# Data for this task start

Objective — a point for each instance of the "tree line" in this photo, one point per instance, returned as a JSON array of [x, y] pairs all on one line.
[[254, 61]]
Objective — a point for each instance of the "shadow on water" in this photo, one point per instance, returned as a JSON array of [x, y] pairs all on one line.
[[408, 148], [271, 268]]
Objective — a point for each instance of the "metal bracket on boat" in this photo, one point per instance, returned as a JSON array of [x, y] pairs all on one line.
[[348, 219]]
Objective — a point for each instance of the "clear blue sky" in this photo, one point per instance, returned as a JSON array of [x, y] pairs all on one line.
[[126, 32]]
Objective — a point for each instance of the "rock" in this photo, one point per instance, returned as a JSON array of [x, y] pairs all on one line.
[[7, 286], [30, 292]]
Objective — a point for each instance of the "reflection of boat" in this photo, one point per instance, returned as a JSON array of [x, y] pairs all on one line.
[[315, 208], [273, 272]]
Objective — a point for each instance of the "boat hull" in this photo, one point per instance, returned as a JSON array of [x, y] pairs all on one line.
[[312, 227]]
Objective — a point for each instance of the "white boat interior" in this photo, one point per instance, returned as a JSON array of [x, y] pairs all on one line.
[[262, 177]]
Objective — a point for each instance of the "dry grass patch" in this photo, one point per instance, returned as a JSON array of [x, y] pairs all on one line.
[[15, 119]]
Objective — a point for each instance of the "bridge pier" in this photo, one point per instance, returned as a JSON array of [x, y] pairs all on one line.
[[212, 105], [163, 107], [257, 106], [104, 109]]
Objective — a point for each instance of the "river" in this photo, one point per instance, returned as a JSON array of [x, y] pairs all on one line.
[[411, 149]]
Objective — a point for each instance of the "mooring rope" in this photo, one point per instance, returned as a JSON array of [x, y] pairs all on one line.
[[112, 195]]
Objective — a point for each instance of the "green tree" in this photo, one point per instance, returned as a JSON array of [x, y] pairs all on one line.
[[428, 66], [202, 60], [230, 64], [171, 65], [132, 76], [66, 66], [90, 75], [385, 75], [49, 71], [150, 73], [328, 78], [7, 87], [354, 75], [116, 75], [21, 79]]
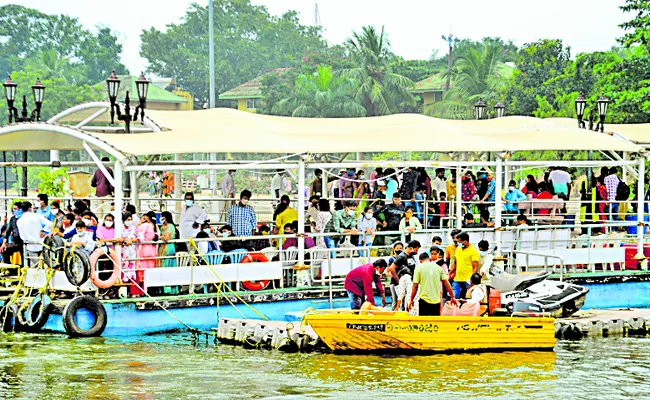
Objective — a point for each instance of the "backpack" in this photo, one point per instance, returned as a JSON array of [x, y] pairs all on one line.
[[622, 191]]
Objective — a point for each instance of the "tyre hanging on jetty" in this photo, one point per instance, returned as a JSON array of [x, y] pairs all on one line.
[[255, 285], [77, 267], [103, 255], [38, 312], [92, 305]]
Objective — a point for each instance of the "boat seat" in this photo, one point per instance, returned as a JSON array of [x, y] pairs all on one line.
[[505, 282]]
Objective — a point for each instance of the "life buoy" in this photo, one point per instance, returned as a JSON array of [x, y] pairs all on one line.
[[94, 307], [38, 312], [255, 285], [77, 267], [111, 255]]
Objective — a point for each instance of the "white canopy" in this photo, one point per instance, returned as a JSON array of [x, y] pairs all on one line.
[[228, 130]]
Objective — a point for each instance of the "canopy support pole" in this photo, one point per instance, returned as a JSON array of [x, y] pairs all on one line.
[[119, 198], [459, 194], [498, 203], [178, 184], [133, 176], [300, 207], [640, 212], [100, 165]]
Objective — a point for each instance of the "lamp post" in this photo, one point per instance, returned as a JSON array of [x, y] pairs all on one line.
[[601, 104], [35, 116], [142, 86]]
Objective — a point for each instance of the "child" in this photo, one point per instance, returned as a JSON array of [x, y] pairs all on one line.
[[83, 238]]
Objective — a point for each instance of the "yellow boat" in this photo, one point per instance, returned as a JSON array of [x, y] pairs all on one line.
[[347, 331]]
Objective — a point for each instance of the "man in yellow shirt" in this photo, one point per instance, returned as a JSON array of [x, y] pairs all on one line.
[[466, 263]]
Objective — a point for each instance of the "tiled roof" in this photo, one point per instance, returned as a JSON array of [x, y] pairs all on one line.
[[251, 89], [154, 94]]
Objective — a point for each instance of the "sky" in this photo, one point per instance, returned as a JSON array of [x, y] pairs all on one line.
[[414, 26]]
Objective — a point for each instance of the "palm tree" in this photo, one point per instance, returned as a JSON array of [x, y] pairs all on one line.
[[378, 89], [322, 95], [477, 74]]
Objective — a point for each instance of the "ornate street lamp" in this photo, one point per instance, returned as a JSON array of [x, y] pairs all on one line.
[[479, 109], [499, 110], [142, 86], [10, 94], [602, 104]]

# Data for this task end

Your goal: Render the listing above as a two-column CSV with the header text,answer. Give one row for every set of points in the listing, with the wording that asks for it under text and the points under answer. Quote each field, turn line breaks into spaces, and leave the pictures out.

Response below:
text,answer
"Objective — a point for each instance of the ""tree line"" in this photo, one point per instance, returned as a JSON array of [x, y] pairs all on one line.","[[254, 61]]"
"Objective — a point for each instance of the ""shadow on water"" in this photo, one point per instance, returned as a JSON array of [x, y] pairs all on one line.","[[408, 148], [271, 268]]"
"Objective — a point for each instance of the ""metal bracket on boat"" in this photo, one point per instance, returned as a JSON array of [x, y] pairs all on one line.","[[348, 219]]"
"Objective — a point for each instance of the ""clear blue sky"" in this photo, one point per instance, returned as a JSON array of [x, y] pairs all on one line.","[[126, 32]]"
"Objective — a point for each instance of the ""rock"" in this photo, one point per instance, returned as a JSON array of [x, y] pairs all on one line.","[[7, 286], [30, 292]]"
"Objective — a point for each instance of the ""reflection of boat"" in this photo, one point per instance, returned as a JSON array of [x, y] pairs all on one line.","[[315, 208], [273, 272]]"
"Objective — a point for each instance of the ""boat hull"" in this photo, one point per instance, returned as a JSON array of [x, y] pairs all on one line.","[[312, 227]]"
"Objective — a point for each instance of the ""white boat interior"" in this photo, one point per instance, returned as a JSON array of [x, y] pairs all on one line.","[[262, 177]]"
"Objective — a point for each instance of the ""dry grass patch"" in this photo, one point per instance, returned as a JSON array of [x, y] pairs all on one line.","[[15, 119]]"
"Objective — a point for each instance of the ""bridge pier"" in this photo, one point per instance, returned as a JSON array of [x, y] pairs all on one line.","[[212, 105], [163, 107], [257, 106], [104, 109]]"
"Objective — a point for each instance of the ""river"" in this photo, one point per instance, returned as a JSON array of [x, y] pairs all on one line.","[[411, 149]]"
"Objective — a point for each instance of the ""mooring rope"" in this photo, one point per instance, returned as a JSON array of [x, y] pairs all on one line.","[[112, 195]]"
"Objective — a point for each instance of the ""green tree"" in this photo, one point per instance, returned as a JSON array of [x, y] pairs all on one line.","[[428, 66], [202, 60], [230, 64], [171, 65], [132, 76], [66, 66], [90, 75], [385, 75], [49, 71], [150, 73], [328, 78], [7, 87], [354, 75], [116, 75], [21, 79]]"
"Objective — a point for each instance of the ""backpack"" in this photo, one point per instance, returned as a JSON array of [x, y] pairs all on one line.","[[622, 191]]"
"Objective — a point for each instance of the ""tyre hanging on jetty"" in this photo, one point per instance, returned as a JSON array of [x, y] pairs all on one line.","[[255, 285], [77, 267], [103, 255], [38, 312], [92, 305]]"
"Objective — a point for each instance of the ""boat seat"" in this photo, one point per instance, returned as a JSON array of [x, y] pairs all on one line.","[[505, 282]]"
"Objective — a point for each instance of the ""life buoy"" in this photo, one point per instance, returned as a JSON array of [x, y] pairs all on one line.","[[94, 307], [38, 312], [255, 285], [77, 267], [111, 255]]"
"Objective — a point for each instance of the ""white canopy"" in this photo, one point per instance, returned as a JSON array of [x, y] pairs all on one line.","[[228, 130]]"
"Objective — a point for each instance of the ""canopy support pole"" in this photo, one point per instance, returned as a JSON array of [x, y] pairs all on one line.","[[119, 198], [459, 194], [498, 203], [178, 184], [133, 176], [300, 207], [640, 212], [100, 165]]"
"Objective — a point for each instance of the ""lamp post"" in this photo, one point per instance, returned as a JSON array of [x, y] pairs all on one line.","[[601, 104], [35, 116], [142, 86]]"
"Objective — a point for each instance of the ""child"" in this photo, one point per instance, returned as a JSON array of [x, y] pairs all on one line.","[[83, 238]]"
"Objective — a point for each instance of the ""yellow boat"" in this photo, one point per instance, returned as a JSON array of [x, y] pairs all on one line.","[[347, 331]]"
"Objective — a point for each instance of the ""man in yellow shirt"" in this photo, one point per instance, returned as a JSON array of [x, y] pairs all on one line.","[[466, 263]]"
"Objective — a point for each instance of the ""tiled roof"" in this photo, one point per instance, returned as a JSON array of [x, y] pairs all on one line.","[[251, 89], [154, 94]]"
"Objective — a point for each instance of the ""sky"" in this photo, one point per instance, returned as a JSON array of [x, y] pairs all on one line.","[[414, 26]]"
"Objective — a point for each instance of the ""palm tree"" in this photo, one point per instance, returned as a JSON array of [x, y] pairs all on one line.","[[378, 89], [322, 95], [477, 74]]"
"Objective — a point for each instance of the ""ornate street lamp"" in this photo, one point per instance, returned as a JSON array of [x, y] pairs all on one line.","[[479, 109], [499, 110], [142, 86], [10, 94], [602, 104]]"